** START DATASET RECORDS **

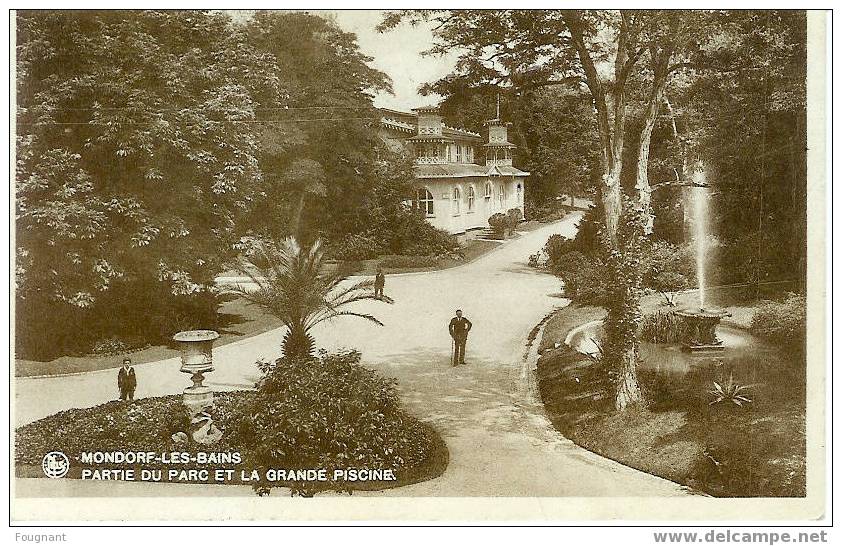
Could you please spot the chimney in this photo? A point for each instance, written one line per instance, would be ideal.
(498, 150)
(429, 121)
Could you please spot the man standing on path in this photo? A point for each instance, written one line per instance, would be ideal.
(379, 283)
(459, 328)
(126, 380)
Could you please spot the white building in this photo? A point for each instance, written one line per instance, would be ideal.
(456, 193)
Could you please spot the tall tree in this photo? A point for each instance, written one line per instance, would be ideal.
(136, 151)
(531, 48)
(320, 145)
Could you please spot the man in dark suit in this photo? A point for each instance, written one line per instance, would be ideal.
(379, 283)
(126, 380)
(459, 328)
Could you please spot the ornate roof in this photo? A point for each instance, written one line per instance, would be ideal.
(466, 170)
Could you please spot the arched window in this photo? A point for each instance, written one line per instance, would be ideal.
(425, 201)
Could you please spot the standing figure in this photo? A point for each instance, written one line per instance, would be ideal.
(379, 283)
(459, 328)
(126, 380)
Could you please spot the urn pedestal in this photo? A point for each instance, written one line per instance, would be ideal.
(197, 359)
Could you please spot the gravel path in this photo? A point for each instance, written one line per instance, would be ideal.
(500, 441)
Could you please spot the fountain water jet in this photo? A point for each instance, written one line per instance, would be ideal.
(700, 330)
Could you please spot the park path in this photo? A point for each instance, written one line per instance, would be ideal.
(500, 441)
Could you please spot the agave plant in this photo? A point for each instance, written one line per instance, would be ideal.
(295, 285)
(729, 391)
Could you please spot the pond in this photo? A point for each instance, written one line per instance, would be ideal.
(765, 371)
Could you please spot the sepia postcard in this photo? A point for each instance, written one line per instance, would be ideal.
(441, 265)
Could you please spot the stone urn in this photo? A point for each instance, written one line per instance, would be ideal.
(196, 348)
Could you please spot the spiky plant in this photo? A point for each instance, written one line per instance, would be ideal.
(729, 391)
(295, 285)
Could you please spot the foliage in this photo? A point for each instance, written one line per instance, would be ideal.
(335, 414)
(499, 224)
(729, 391)
(408, 262)
(294, 284)
(320, 152)
(113, 426)
(115, 346)
(580, 262)
(328, 413)
(513, 217)
(667, 267)
(121, 178)
(583, 277)
(783, 322)
(355, 247)
(623, 277)
(662, 327)
(557, 142)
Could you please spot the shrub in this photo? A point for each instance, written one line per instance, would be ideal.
(555, 247)
(329, 413)
(499, 224)
(662, 327)
(782, 322)
(513, 217)
(412, 234)
(115, 346)
(354, 248)
(407, 262)
(136, 313)
(583, 277)
(667, 267)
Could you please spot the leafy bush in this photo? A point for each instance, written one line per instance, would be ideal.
(729, 391)
(113, 426)
(115, 346)
(499, 224)
(329, 413)
(133, 312)
(407, 262)
(667, 267)
(662, 327)
(411, 234)
(354, 248)
(583, 277)
(783, 322)
(513, 217)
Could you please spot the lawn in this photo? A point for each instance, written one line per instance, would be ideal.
(238, 318)
(722, 449)
(335, 416)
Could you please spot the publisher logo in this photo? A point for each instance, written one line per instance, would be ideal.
(55, 464)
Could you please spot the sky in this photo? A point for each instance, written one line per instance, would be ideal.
(397, 53)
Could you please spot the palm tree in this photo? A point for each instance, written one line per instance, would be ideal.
(294, 284)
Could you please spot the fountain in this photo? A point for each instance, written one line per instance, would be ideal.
(700, 324)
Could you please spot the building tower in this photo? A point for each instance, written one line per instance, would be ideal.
(498, 150)
(430, 143)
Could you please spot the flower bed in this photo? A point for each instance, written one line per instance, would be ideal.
(338, 415)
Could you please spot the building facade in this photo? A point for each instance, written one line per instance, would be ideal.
(460, 180)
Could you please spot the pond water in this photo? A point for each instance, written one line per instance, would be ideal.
(752, 362)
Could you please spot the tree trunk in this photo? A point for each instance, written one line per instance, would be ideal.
(612, 204)
(660, 59)
(628, 389)
(295, 225)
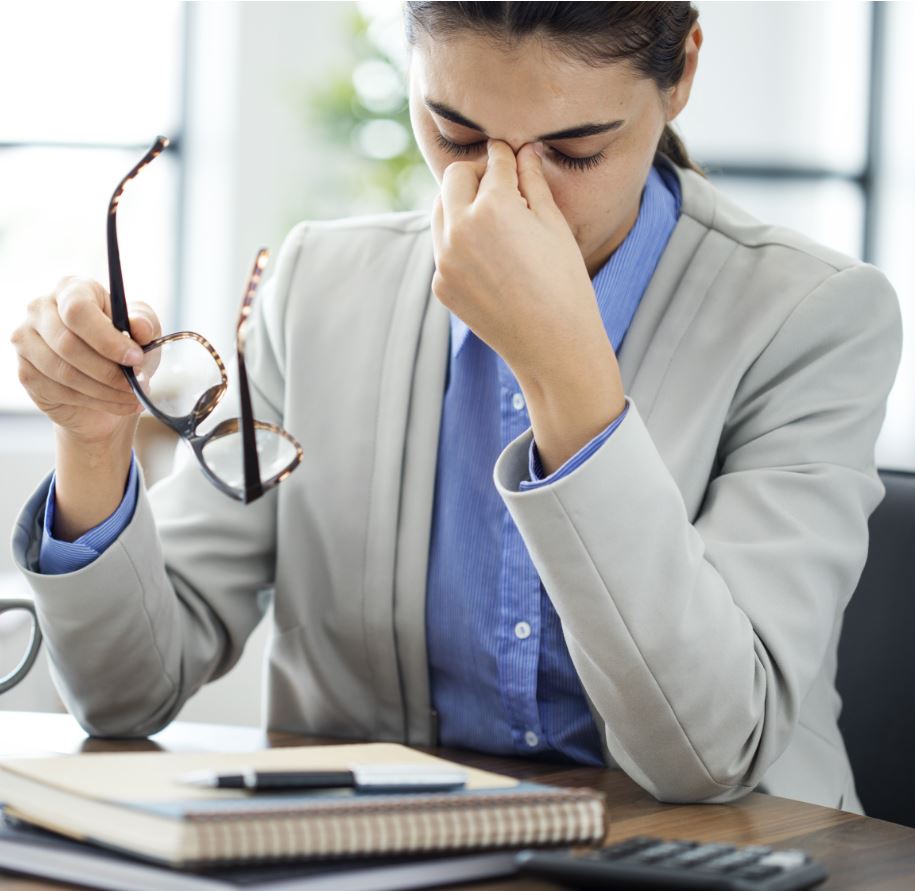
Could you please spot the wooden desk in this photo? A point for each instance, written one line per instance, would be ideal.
(858, 852)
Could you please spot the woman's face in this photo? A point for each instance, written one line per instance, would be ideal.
(466, 90)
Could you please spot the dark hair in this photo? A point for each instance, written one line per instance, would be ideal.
(649, 37)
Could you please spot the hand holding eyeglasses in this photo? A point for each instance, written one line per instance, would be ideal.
(85, 363)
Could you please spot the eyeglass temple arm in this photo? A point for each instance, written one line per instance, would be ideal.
(253, 486)
(119, 314)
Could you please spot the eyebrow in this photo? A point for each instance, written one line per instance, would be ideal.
(447, 112)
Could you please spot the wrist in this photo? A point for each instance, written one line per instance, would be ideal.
(572, 405)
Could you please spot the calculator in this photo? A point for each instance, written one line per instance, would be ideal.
(644, 862)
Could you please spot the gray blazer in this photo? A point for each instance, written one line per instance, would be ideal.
(700, 561)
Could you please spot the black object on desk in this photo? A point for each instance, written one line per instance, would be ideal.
(643, 862)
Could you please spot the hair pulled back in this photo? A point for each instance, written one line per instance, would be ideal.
(649, 37)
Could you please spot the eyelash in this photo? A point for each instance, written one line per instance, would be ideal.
(455, 148)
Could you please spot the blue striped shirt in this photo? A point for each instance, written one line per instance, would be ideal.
(501, 676)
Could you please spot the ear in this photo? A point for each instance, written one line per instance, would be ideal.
(679, 95)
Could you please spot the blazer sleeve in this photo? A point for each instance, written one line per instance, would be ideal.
(697, 641)
(170, 604)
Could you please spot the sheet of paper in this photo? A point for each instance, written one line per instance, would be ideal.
(152, 776)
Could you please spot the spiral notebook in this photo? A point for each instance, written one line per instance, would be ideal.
(134, 803)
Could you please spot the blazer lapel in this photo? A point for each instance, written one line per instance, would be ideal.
(400, 501)
(674, 294)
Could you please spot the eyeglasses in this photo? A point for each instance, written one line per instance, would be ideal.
(182, 379)
(13, 677)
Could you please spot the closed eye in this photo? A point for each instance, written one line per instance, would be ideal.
(471, 148)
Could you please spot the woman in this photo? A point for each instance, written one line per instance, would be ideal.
(677, 404)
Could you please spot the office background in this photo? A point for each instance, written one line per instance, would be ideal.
(285, 111)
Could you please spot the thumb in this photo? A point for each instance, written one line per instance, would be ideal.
(531, 182)
(144, 324)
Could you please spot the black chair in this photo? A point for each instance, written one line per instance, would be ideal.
(876, 677)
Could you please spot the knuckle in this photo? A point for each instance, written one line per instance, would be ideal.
(66, 374)
(26, 375)
(67, 344)
(73, 307)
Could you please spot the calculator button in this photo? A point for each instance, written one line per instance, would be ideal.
(785, 859)
(627, 848)
(733, 861)
(659, 852)
(758, 871)
(700, 854)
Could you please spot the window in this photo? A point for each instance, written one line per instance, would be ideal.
(799, 113)
(79, 107)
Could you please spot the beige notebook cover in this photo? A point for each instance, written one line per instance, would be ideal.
(134, 802)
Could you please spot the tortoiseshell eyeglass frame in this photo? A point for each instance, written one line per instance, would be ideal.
(186, 426)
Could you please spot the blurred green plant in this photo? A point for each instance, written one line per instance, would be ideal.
(364, 111)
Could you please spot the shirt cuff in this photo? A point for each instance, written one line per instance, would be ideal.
(57, 557)
(535, 465)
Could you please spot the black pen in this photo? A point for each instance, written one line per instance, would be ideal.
(364, 778)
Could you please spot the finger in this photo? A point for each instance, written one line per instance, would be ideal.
(460, 183)
(70, 348)
(532, 183)
(438, 223)
(144, 323)
(501, 172)
(82, 307)
(47, 393)
(62, 372)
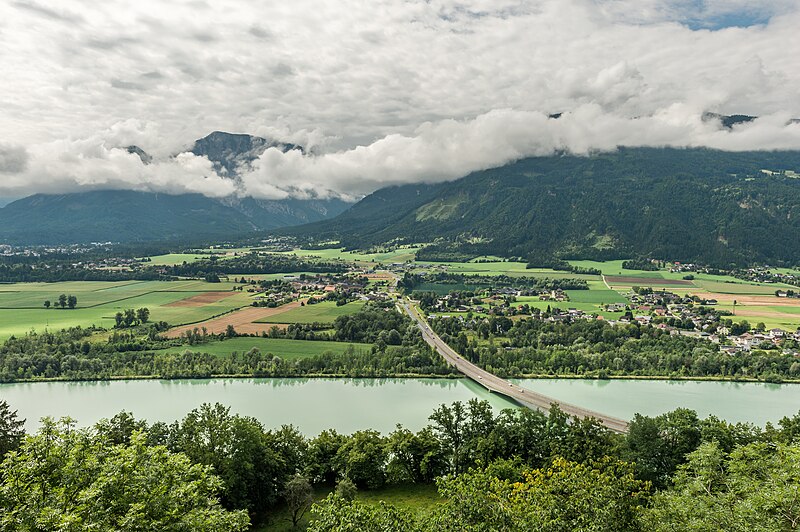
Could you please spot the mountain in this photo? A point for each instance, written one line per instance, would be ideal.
(230, 150)
(123, 216)
(696, 205)
(117, 216)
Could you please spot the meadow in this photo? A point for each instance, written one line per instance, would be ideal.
(22, 304)
(324, 312)
(286, 349)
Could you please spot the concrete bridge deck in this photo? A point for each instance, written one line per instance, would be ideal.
(495, 384)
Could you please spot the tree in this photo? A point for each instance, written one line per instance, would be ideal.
(299, 496)
(362, 458)
(449, 425)
(322, 464)
(128, 317)
(415, 457)
(604, 496)
(67, 479)
(238, 449)
(659, 445)
(346, 489)
(754, 488)
(11, 429)
(336, 513)
(143, 314)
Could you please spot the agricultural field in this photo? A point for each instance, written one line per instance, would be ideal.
(402, 254)
(171, 259)
(325, 312)
(585, 306)
(286, 349)
(512, 269)
(176, 302)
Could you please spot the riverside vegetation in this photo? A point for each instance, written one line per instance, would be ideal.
(513, 470)
(525, 347)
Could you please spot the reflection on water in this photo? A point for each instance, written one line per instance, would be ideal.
(315, 404)
(733, 401)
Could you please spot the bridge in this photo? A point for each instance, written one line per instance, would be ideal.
(493, 383)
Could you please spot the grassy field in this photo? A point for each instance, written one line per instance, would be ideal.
(418, 498)
(324, 312)
(610, 267)
(286, 349)
(596, 296)
(22, 309)
(398, 255)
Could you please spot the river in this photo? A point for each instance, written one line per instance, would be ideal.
(347, 405)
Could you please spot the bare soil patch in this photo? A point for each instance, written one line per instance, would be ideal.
(762, 313)
(764, 301)
(200, 300)
(243, 321)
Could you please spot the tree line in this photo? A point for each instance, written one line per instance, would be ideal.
(516, 469)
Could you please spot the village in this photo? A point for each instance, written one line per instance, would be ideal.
(667, 311)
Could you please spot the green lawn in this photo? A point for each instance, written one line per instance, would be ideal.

** END DATASET RECORDS **

| YOUR TASK |
Reproduce the lines from the one containing "Could you please spot the tree in" to the end of the entries, keeping both ends and adding nothing.

| ANSWER TO THIS EXERCISE |
Could you please spot the tree in this photo? A point for each instance, written one line per instance, would be ideal.
(299, 496)
(362, 458)
(449, 425)
(322, 464)
(128, 317)
(415, 457)
(604, 496)
(67, 479)
(238, 449)
(659, 445)
(346, 489)
(754, 488)
(11, 429)
(336, 513)
(143, 314)
Could you please spot the agricultural field in this photo? A point for each instance, written one line per instance, would be ideal.
(402, 254)
(171, 259)
(325, 312)
(585, 306)
(286, 349)
(512, 269)
(176, 302)
Could you please spot the riverside vegetation in this photo? A point for each instance, written one line per instance, would be ideal.
(513, 470)
(525, 347)
Could you please spot the reflection on water in this photo? A point for each instance, written one line per instance, would be ideal.
(315, 404)
(733, 401)
Could you please spot the bridge in this photo? A point for each instance, written one line per instance, would be ideal.
(493, 383)
Could you please spot the grassy field in this photo? A point for each instance, written one line per instance, would be ideal.
(418, 498)
(324, 312)
(610, 267)
(286, 349)
(596, 296)
(22, 309)
(398, 255)
Could you please spot the river in this photo? A point for each instance, written one line per instance, would be ideal.
(347, 405)
Could you please spot the bare soil patch in this photo? A point for each instance, written one line per instance, would be ideal.
(762, 313)
(764, 301)
(200, 300)
(243, 321)
Could you please spot the tree line in this photo? A point for each instance, written one line per instance, would be ideal.
(516, 469)
Could you please spot the village in this photo? A point for each instance, written one line per instance, would be ideal.
(667, 311)
Could you please spot the green lawn in this photo? A point for each instance, written one line per instance, would be ideal.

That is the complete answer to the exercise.